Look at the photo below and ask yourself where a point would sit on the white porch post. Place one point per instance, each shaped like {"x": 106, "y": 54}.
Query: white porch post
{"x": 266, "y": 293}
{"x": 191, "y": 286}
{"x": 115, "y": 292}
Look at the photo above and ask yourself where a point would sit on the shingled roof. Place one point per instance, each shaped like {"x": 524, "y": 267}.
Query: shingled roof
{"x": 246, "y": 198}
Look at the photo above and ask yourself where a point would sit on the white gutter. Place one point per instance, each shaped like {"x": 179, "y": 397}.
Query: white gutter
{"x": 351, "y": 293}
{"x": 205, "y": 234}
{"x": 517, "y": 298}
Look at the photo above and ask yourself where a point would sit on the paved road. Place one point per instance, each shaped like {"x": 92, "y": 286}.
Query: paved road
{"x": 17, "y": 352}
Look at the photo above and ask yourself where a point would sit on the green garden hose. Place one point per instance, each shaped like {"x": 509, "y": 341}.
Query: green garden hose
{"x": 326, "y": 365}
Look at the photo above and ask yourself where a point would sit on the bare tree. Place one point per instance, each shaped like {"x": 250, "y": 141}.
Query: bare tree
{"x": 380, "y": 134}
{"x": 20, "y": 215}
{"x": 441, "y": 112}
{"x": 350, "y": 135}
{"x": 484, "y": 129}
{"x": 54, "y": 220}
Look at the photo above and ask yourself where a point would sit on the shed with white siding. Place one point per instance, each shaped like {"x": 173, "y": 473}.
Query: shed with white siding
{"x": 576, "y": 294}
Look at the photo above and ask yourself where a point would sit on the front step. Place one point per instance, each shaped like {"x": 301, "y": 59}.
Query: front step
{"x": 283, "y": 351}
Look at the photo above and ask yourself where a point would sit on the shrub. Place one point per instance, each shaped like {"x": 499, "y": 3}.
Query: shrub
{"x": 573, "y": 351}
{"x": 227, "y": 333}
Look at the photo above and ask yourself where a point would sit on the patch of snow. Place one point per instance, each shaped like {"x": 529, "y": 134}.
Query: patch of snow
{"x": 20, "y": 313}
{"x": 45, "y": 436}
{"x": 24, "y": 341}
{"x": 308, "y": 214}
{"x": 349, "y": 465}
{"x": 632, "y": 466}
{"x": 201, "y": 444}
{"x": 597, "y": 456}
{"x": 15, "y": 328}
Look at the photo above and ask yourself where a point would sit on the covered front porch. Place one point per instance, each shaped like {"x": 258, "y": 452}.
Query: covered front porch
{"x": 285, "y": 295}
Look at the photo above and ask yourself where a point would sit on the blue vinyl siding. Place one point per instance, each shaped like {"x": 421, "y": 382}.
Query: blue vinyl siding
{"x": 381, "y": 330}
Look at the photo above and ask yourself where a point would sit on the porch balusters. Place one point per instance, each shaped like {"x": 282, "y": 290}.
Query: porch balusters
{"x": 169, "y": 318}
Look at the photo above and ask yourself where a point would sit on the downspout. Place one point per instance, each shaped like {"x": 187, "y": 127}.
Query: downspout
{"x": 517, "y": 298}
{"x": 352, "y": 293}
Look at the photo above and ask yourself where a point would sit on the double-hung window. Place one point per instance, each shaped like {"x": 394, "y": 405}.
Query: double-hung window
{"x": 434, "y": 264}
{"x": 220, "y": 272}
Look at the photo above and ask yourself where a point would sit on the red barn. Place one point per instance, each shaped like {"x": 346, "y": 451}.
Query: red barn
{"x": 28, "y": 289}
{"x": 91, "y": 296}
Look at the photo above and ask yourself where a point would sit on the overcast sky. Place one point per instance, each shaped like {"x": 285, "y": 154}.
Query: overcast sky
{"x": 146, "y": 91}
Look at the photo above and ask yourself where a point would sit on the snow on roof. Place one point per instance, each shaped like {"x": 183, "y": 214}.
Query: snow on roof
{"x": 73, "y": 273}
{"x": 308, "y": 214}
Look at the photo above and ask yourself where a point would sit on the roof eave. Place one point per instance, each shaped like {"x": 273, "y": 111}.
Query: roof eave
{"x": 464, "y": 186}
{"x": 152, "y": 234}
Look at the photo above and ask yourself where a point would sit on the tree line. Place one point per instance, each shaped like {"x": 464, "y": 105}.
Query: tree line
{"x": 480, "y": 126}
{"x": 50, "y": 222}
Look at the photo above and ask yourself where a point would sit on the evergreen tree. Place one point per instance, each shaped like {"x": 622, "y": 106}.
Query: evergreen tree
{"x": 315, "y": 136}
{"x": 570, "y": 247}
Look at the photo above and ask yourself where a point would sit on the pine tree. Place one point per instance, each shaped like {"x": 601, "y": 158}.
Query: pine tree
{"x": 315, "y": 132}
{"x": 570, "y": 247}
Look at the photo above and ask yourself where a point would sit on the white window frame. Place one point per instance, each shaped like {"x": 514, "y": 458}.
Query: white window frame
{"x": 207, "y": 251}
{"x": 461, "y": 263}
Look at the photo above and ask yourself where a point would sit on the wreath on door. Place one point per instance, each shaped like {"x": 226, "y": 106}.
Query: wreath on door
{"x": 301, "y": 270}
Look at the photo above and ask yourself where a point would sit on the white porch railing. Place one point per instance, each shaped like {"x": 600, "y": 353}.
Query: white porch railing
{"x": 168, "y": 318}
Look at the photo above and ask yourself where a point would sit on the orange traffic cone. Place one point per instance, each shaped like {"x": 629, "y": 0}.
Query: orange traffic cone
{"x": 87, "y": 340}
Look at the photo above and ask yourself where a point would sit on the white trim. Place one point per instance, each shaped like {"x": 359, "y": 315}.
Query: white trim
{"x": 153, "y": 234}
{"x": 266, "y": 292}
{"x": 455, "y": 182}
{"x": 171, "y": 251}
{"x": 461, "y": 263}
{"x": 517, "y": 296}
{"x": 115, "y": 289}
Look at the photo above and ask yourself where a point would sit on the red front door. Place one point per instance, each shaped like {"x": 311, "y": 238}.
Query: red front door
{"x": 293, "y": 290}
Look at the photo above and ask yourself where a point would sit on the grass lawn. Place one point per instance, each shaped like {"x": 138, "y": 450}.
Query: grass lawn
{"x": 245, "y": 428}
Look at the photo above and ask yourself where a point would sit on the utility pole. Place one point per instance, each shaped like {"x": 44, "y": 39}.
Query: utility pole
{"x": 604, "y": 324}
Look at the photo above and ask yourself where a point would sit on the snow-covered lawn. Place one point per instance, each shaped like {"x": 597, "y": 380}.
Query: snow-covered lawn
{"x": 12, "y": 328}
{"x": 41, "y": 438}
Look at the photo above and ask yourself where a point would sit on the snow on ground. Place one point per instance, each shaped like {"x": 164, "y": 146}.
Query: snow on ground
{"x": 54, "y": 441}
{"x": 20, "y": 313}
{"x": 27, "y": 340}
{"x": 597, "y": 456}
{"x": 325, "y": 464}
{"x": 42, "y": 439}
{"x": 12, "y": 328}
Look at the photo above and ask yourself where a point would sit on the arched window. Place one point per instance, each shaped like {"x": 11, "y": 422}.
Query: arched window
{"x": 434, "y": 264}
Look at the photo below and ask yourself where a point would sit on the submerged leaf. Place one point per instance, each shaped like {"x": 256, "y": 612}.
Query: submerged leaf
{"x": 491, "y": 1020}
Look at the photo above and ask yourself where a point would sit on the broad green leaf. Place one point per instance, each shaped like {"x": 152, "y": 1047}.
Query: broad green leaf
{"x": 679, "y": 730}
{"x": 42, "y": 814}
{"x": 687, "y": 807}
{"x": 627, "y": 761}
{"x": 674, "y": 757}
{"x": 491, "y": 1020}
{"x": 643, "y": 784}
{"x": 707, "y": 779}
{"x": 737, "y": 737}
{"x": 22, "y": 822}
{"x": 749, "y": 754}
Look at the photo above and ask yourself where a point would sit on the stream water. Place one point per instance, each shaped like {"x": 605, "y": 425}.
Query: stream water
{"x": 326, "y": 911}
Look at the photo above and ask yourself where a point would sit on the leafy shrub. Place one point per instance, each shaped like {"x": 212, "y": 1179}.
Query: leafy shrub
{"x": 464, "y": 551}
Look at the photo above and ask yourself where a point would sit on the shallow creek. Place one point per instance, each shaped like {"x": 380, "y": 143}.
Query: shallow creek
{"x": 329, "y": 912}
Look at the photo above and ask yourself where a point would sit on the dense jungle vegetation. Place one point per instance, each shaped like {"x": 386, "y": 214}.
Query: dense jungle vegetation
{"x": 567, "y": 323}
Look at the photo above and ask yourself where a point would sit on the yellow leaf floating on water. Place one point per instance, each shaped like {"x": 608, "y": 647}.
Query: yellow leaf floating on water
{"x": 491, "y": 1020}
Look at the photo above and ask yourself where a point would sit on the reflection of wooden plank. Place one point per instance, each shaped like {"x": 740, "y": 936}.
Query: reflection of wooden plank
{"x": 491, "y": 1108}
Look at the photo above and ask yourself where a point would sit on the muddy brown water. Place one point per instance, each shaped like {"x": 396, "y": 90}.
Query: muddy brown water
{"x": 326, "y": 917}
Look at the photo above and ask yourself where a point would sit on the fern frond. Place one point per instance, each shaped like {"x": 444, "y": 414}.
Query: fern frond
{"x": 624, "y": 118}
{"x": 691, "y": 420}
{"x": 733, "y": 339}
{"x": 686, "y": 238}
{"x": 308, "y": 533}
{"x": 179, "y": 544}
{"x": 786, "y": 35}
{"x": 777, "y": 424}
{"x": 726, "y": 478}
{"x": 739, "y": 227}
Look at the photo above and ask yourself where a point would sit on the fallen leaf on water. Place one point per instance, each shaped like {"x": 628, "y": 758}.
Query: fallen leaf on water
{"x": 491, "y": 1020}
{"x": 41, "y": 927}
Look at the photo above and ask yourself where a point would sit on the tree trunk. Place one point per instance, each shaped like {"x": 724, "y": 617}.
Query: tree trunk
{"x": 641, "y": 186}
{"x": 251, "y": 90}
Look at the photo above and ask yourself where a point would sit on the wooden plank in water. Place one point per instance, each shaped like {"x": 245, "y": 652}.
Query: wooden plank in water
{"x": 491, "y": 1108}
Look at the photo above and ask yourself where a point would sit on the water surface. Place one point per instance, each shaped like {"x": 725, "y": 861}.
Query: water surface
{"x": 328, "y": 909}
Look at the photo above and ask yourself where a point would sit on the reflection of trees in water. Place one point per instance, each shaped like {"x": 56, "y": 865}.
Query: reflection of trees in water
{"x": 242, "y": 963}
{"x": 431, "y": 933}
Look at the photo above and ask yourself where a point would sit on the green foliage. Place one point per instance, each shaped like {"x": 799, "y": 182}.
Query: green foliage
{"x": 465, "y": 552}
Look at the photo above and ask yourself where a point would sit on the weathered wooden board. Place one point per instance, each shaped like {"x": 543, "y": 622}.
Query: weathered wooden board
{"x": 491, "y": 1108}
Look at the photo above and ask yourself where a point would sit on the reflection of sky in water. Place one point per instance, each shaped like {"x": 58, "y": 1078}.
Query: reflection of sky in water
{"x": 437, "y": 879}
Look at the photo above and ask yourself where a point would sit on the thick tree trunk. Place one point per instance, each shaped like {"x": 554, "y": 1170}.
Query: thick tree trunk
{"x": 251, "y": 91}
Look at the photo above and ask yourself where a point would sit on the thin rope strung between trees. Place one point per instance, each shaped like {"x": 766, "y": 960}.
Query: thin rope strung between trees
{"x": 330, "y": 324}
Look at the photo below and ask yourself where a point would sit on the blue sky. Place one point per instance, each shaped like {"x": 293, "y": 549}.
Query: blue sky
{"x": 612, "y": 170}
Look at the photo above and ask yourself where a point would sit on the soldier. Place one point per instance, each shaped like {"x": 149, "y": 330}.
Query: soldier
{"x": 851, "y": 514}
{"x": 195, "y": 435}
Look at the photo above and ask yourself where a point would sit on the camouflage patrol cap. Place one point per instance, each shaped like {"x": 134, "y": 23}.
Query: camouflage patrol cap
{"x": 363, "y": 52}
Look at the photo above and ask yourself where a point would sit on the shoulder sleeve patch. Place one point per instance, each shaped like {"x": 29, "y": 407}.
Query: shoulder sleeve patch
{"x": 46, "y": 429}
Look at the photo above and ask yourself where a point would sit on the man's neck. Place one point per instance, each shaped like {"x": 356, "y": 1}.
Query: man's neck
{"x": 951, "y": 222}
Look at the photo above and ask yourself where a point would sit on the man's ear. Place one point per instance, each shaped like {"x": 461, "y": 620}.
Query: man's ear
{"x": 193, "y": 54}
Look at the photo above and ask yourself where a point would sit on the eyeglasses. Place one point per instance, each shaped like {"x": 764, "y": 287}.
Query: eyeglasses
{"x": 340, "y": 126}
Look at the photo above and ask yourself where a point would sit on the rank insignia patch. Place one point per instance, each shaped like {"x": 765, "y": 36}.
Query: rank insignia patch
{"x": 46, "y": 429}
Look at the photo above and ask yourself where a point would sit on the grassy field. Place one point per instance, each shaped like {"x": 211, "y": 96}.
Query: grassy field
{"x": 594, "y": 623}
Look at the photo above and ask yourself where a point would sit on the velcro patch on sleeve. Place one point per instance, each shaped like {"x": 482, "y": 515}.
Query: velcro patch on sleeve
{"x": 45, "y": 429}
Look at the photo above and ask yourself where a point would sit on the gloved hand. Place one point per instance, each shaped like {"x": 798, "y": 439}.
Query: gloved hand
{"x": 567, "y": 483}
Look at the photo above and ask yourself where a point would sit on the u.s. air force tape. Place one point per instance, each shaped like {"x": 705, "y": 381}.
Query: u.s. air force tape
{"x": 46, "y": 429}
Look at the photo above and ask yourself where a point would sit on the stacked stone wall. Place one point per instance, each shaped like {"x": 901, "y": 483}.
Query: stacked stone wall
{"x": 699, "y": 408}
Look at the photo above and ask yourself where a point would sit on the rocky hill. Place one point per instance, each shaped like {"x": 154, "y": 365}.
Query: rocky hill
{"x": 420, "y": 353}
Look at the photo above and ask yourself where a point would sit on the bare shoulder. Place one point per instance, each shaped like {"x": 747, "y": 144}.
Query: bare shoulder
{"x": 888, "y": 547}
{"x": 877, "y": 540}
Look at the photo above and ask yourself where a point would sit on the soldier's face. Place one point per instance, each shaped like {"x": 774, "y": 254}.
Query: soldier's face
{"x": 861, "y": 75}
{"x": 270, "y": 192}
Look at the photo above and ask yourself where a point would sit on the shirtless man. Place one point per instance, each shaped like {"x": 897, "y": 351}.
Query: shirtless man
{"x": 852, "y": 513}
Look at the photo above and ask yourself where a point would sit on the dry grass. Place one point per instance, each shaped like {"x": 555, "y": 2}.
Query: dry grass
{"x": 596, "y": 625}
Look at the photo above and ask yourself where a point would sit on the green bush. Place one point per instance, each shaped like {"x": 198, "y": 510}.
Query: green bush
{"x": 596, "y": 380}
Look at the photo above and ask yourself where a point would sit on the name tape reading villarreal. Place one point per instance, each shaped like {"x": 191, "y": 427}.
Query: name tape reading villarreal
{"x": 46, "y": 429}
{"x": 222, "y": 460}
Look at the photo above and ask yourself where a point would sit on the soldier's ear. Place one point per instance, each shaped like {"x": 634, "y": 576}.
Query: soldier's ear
#####
● What needs to be done
Retype the entries exactly, starting at the line that contains "the dry grass." and continuing through the end of the entries, with both ends included.

● Final result
Look at the photo above and ask yourself where a point would sit on the dry grass. Place one point per instance, each shaped like {"x": 555, "y": 2}.
Query: dry grass
{"x": 596, "y": 625}
Look at the photo above and ask yourself where a point would sit on the green bush. Place one point per instance, each shaped like {"x": 198, "y": 510}.
Query: green bush
{"x": 596, "y": 380}
Look at the photo above and ask yourself where a point would sit on the name tape reading villarreal. Place one point per instance, each shaped like {"x": 191, "y": 427}.
Query: name tape reading villarreal
{"x": 46, "y": 429}
{"x": 222, "y": 460}
Look at the photo above and ask yourself where a point would sit on the soldier's ear. Place one point per instance, each shaped like {"x": 634, "y": 576}.
Query: soldier's ear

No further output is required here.